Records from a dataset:
--

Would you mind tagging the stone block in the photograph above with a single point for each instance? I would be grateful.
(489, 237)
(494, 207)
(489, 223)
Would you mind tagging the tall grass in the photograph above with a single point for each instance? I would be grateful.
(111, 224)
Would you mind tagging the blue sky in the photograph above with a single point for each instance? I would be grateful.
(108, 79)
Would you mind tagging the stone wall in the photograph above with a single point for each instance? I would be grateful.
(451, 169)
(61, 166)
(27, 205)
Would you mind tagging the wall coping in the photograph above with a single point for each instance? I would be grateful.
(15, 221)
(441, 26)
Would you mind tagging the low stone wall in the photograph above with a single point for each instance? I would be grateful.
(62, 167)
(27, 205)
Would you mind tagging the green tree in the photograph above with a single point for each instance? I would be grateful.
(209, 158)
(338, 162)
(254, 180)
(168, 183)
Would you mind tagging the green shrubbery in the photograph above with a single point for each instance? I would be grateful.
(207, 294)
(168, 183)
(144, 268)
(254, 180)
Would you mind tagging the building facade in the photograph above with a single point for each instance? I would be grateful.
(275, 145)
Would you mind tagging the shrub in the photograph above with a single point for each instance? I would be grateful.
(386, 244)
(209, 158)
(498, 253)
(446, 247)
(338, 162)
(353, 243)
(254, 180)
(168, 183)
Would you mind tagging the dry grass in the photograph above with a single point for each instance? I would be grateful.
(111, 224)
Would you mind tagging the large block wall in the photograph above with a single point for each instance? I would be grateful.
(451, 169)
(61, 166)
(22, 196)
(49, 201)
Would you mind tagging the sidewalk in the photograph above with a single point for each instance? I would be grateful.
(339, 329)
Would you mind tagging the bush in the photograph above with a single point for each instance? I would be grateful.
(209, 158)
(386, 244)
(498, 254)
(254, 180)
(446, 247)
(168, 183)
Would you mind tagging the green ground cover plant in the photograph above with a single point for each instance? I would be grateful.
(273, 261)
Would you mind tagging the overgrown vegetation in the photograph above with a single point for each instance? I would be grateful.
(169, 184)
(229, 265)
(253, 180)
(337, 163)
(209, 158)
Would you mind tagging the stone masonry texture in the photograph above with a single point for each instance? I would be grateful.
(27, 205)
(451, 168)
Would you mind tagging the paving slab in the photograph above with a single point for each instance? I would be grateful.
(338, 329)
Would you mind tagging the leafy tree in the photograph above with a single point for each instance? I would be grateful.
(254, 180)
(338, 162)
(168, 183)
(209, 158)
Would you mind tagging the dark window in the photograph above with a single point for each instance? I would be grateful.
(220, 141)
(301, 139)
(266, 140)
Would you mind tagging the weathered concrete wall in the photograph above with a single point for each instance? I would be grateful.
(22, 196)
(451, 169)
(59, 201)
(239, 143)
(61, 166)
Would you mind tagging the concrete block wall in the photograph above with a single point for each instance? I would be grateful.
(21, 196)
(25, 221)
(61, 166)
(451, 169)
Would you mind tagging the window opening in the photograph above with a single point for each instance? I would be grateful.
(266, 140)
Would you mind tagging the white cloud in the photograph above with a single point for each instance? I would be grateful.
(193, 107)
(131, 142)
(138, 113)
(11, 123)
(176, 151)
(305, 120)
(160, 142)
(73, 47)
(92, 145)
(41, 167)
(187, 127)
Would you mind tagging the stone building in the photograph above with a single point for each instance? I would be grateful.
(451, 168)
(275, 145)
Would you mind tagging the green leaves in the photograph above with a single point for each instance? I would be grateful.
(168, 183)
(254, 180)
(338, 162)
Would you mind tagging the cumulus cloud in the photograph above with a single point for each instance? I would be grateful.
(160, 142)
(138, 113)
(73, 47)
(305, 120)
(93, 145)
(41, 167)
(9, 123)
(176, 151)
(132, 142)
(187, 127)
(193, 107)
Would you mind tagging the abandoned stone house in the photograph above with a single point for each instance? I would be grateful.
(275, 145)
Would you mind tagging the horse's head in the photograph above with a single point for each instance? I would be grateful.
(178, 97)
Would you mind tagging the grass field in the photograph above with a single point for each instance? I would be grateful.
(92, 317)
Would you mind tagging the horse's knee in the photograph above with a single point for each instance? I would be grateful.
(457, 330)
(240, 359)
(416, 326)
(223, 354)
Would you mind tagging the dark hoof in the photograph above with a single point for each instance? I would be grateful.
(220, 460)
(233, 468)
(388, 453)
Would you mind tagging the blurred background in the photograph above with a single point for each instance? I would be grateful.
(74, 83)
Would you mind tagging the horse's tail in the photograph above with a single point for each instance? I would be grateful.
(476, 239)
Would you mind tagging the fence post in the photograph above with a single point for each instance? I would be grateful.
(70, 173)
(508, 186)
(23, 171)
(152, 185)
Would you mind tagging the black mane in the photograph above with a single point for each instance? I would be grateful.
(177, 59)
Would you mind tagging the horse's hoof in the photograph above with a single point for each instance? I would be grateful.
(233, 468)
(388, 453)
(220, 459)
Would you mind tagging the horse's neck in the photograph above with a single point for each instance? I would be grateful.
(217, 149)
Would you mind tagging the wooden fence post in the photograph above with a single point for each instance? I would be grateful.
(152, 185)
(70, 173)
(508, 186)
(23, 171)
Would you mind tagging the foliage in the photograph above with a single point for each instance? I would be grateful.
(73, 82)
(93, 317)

--

• WHAT IS NEEDED
Every record above should be copied exactly.

• WRITTEN SOLUTION
Would you mind tagging the stone block in the photograph above with a single point for each instance? I would be grateful.
(489, 237)
(494, 207)
(489, 223)
Would you mind tagging the tall grass in the photograph above with a single point for each instance? I would be grateful.
(111, 224)
Would you mind tagging the blue sky in the photograph above with a single point for each instance? I would be grateful.
(108, 79)
Would you mind tagging the stone wall in the photograph above with a single point for each instance? I would be grateful.
(451, 169)
(61, 166)
(27, 205)
Would you mind tagging the wall coping in the photograph above with a single point for each instance? I would be grateful.
(15, 221)
(441, 26)
Would you mind tagging the low stone wall in the photograph above with a single point for each instance? I would be grateful.
(62, 167)
(27, 205)
Would you mind tagging the green tree in the photograph above with a single point for each instance? I would be grateful.
(209, 158)
(338, 162)
(254, 180)
(168, 183)
Would you mind tagging the green shrubbery in the photograph above with a single point for each instance? I would be grateful.
(207, 294)
(168, 183)
(144, 268)
(254, 180)
Would you mind tagging the building facade in the photograph above with a single point for each instance? I would be grateful.
(275, 145)
Would you mind tagging the shrub in the photograph above with a single point for each instance? I would be grateful.
(386, 244)
(209, 158)
(498, 253)
(446, 247)
(338, 162)
(353, 243)
(254, 180)
(168, 183)
Would you mind tagging the dry grass in the photograph above with a single point for each instance? I would be grateful.
(111, 224)
Would you mind tagging the large block wall in the photograph above with a single point for each instance? I would be grateful.
(451, 169)
(61, 166)
(22, 196)
(49, 201)
Would you mind tagging the sidewalk in the photograph above with a single point for each instance? I would be grateful.
(339, 329)
Would you mind tagging the bush in the photograph above with a single point for each instance? I would be grateful.
(209, 158)
(386, 244)
(498, 254)
(254, 180)
(446, 247)
(168, 183)
Would you mind tagging the green ground cover plant in the photograph above with a single point for each instance? I would be grateful.
(273, 261)
Would you mind tagging the overgrown vegetation in the photograph above with a single point for each instance? I would be grateful.
(169, 184)
(229, 265)
(253, 180)
(337, 163)
(209, 158)
Would you mind tagging the stone masonry texture in the photograph above with a single point for each instance? I would be grateful.
(27, 205)
(451, 168)
Would you mind tagging the paving slab in the photograph above with a single point for each instance? I would be grateful.
(338, 329)
Would you mind tagging the leafy tree in the photograph above with a single point for each instance? I would be grateful.
(254, 180)
(338, 162)
(168, 183)
(209, 158)
Would you mind tagging the dark window in the photograph above with a single point for each instance? I would be grateful.
(220, 141)
(301, 139)
(266, 140)
Would you mind tagging the weathered concrete wall in the photograph above with a single point for each instance? I would be grateful.
(22, 196)
(451, 169)
(59, 201)
(239, 143)
(61, 166)
Would you mind tagging the concrete block wall in the photograph above with a single point for each instance? I would be grateful.
(21, 196)
(25, 221)
(61, 166)
(451, 169)
Would you mind tagging the window opening in the photograph above with a single point for each instance? I would be grateful.
(266, 140)
Would you mind tagging the white cloud in the photograph above with a single point for each instance? I would be grateful.
(193, 107)
(131, 142)
(138, 113)
(11, 123)
(176, 151)
(305, 120)
(160, 142)
(73, 47)
(92, 145)
(41, 167)
(187, 127)
Would you mind tagging the stone building in the photograph above with a single point for each instance? I would be grateful.
(451, 168)
(275, 145)
Would you mind tagging the green leaves in the photograph above with a single point for each instance? I would be grateful.
(168, 183)
(254, 180)
(338, 162)
Would you mind tagging the cumulus cloud in the photograph above with a single point for each instance? I would be grateful.
(160, 142)
(138, 113)
(73, 47)
(305, 120)
(93, 145)
(41, 167)
(9, 123)
(176, 151)
(132, 142)
(187, 127)
(193, 107)
Would you mind tagging the abandoned stone house in the photograph above with a single point for each instance? I would be grateful.
(275, 145)
Would you mind tagging the horse's head in the photograph above with a single point for each instance? I would be grateful.
(178, 97)
Would you mind tagging the grass field in the photograph above with a single point for each instance? I would be grateful.
(92, 317)
Would you mind tagging the horse's knee in the photograph above with a single point for each instance? I would be grateful.
(457, 330)
(240, 359)
(416, 326)
(223, 354)
Would you mind tagging the dark hoof in the photograph above with a single point for each instance? I would be grateful.
(220, 460)
(233, 468)
(388, 453)
Would you mind tagging the blurred background in the photograph above with a single point for each instance? I would be grateful.
(74, 83)
Would you mind tagging the horse's tail in the photograph above with a single point for each instance? I would be grateful.
(476, 239)
Would you mind tagging the fence post in the photograph above with a single point for each instance? I would be grateful.
(70, 173)
(508, 186)
(23, 171)
(152, 185)
Would you mind tagging the black mane in the photograph above with a single point for each instance? I would be grateful.
(177, 59)
Would you mind tagging the horse's hoof in the photograph above with a single point for each instance? I would be grateful.
(233, 468)
(388, 453)
(220, 459)
Would you mind tagging the horse's neck in the photograph above with a single point for each instance? I would be grateful.
(217, 149)
Would you mind tagging the wooden fence post in the photograph above with a single point for each instance? I would be grateful.
(152, 185)
(70, 173)
(508, 186)
(23, 171)
Would you mind tagging the foliage in the photograph above with a single point for each instance? I would be grateful.
(73, 82)
(93, 317)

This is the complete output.